- _About this exercise_:
Extend the text on India's response to the lockdown's economic toll with a few more paragraphs, picking up after its final sentence.

India’s ability to give large handouts to its people and businesses is also challenged as revenues have been dipping and public debt, most of it internal, stands at $1.3 trillion. That said, many economists believe that the debt level is not a major worry as it amounts to 44 per cent of the country’s GDP, far less than that of most developed nations.
Despite problems, the Narendra Modi-led government did swing into action after these warnings were sounded by announcing aid for farmers, widows and pensioners, and limited free rations for the poor, as well as asking district administrators to round up migrant labour on the roads to house them in empty schools and to feed them using community kitchens. However, many fear these actions may not be enough to address the disaster that may be in the making.
Those penned down in schools or over-crowded hostels have started demonstrating, demanding better conditions or the freedom to go back home. But allowing them to make that journey is considered dangerous.
Just over a century ago, some 12-17 million Indians died from an import of the Spanish flu in 1918. Lessons learned from that tragedy are about the only playbook that Indian policy makers have.
‘Containing the infection at the point where it starts and not letting it rage unabated through the country is the biggest lesson from that pandemic,’ points out Professor Biswajit Dhar of Jawaharlal Nehru University.
However, other analysts warn that, without monetary or food aid for tens of millions of poor jobless Indians and the families they support, life would not merely be tough but near impossible.
Possibly realising this, and partly under pressure from big business whose bottom lines have been hit by the lockdown, the Indian state announced that, from the third week of April, factories located away from cities could re-open, albeit with stringent conditions for health, safety and worker housing. However, with markets still shut apart from shops selling food and necessities, supply chains in disarray and consumer demand plummeting, many factory owners have chosen to keep their doors closed.

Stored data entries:
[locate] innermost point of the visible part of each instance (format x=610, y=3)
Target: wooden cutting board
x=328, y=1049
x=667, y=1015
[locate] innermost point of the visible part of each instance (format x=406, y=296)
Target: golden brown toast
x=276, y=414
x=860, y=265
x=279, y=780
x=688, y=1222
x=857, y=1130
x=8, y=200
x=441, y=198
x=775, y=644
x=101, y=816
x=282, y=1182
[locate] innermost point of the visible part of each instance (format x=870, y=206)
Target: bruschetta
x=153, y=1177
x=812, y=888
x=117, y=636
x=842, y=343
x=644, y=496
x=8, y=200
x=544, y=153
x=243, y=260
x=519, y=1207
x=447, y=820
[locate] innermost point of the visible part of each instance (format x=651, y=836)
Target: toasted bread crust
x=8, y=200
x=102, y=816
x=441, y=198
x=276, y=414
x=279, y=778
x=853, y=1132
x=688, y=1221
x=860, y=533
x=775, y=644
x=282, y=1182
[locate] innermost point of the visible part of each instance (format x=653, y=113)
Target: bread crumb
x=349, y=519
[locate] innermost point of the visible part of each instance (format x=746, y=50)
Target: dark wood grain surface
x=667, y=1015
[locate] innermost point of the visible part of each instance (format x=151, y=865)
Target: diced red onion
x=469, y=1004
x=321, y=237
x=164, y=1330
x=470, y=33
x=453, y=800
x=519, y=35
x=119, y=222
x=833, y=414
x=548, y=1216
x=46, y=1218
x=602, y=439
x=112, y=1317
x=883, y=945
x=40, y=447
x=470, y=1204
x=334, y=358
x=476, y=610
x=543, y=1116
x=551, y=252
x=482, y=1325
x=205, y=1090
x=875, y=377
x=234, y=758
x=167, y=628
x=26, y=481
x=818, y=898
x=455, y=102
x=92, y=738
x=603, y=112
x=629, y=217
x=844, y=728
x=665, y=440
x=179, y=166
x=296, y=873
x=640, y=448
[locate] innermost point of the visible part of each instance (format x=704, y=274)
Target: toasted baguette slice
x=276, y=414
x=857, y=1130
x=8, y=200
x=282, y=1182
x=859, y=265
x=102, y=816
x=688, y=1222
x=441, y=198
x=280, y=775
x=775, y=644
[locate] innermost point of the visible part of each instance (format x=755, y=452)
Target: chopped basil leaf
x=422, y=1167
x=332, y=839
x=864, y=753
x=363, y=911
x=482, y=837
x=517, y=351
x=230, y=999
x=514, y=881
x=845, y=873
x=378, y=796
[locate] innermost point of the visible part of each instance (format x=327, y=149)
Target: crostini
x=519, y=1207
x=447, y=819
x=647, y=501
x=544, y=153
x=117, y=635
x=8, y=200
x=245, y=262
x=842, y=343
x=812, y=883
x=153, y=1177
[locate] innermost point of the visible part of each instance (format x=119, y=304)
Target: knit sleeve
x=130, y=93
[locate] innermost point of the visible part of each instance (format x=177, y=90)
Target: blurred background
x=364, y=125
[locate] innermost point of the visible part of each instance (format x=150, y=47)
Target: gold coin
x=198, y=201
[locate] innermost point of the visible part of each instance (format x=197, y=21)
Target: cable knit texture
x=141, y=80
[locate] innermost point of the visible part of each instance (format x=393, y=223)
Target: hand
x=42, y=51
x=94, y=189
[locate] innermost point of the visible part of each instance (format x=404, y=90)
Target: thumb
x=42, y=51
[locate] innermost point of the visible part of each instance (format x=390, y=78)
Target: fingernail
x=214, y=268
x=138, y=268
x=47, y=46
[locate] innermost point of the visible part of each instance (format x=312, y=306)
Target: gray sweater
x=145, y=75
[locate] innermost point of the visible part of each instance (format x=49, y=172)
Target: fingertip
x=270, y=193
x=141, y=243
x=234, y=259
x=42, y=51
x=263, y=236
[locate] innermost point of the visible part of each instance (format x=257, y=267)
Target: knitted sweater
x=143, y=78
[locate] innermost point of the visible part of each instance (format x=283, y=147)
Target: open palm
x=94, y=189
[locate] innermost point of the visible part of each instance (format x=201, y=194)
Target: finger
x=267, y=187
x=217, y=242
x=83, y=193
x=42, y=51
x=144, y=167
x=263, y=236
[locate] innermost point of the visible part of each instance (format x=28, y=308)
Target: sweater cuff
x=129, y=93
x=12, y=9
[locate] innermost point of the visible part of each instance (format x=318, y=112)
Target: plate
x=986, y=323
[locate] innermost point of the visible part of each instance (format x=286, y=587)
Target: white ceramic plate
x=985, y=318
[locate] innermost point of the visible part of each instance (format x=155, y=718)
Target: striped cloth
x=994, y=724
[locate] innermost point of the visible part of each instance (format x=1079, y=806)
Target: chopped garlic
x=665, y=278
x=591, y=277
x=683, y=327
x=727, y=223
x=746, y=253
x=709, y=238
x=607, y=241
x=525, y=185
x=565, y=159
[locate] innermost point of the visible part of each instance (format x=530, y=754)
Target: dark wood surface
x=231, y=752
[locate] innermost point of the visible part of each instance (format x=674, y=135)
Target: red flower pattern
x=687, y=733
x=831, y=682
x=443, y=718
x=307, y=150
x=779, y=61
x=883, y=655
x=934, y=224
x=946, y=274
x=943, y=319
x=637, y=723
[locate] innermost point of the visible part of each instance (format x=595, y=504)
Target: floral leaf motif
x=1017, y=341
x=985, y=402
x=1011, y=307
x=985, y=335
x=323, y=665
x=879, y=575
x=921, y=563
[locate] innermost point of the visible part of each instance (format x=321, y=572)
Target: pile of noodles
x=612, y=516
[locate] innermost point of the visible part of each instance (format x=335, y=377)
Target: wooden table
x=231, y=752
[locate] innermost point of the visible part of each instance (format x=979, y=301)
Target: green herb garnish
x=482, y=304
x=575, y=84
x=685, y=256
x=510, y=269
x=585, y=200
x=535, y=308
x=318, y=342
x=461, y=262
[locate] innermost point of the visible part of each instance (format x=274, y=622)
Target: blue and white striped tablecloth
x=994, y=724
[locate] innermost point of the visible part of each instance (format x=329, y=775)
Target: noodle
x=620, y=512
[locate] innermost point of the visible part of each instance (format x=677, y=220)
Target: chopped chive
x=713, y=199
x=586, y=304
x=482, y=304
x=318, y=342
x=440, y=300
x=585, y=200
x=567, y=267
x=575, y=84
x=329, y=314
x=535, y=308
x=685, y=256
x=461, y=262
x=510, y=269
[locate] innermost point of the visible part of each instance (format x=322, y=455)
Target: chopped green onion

- _Response to this exercise_:
This could not have come at a worse time. India’s economy has been slowing ever since it inflicted a demonetisation of 86 per cent of its currency by value some three-and-a-half years ago. A botched introduction of an otherwise well intentioned Goods and Services Tax a year later made matters worse and India’s growth, which had averaged over 7 per cent in the decade till 2016, started slipping, with the economy growing by just 5 per cent in 2019-20. This year’s growth forecast by agencies ranging from Barclay’s, which feels India will have zero growth, to the World Bank, which forecasts 1.5- 2.8 per cent, shows that India will certainly not be among the out-performers in this pandemic year.
‘The long protracted battle against coronavirus and the destruction of demand means that, besides the short term migrant labour employed mostly by the construction, trucking packaging and service sectors, many more workers may be laid off or may see their wages cut, deepening the existing demand recession,’ says Professor Dhar.

Hopes that exports will be able to pull the Indian economy out of the morass seem a mirage, as global demand has also been falling and countries anxious to protect domestic manufacturers build tariff walls against global trade.
Already the IMF has warned that the coming global recession is going to be the worst since the Great Depression of the 1930s. For India, one way out of the slump is to spend big without worrying too much about deficits and debt levels, and hope that with booster shots to consumption it can spin its way out of trouble.
If it chooses that route, it could lead to fiscal pain later. But its millions of poor will survive and perhaps turn the country into a moderate growth sweet-spot which can help pull other countries in the region out of the abyss the world seems to be heading for.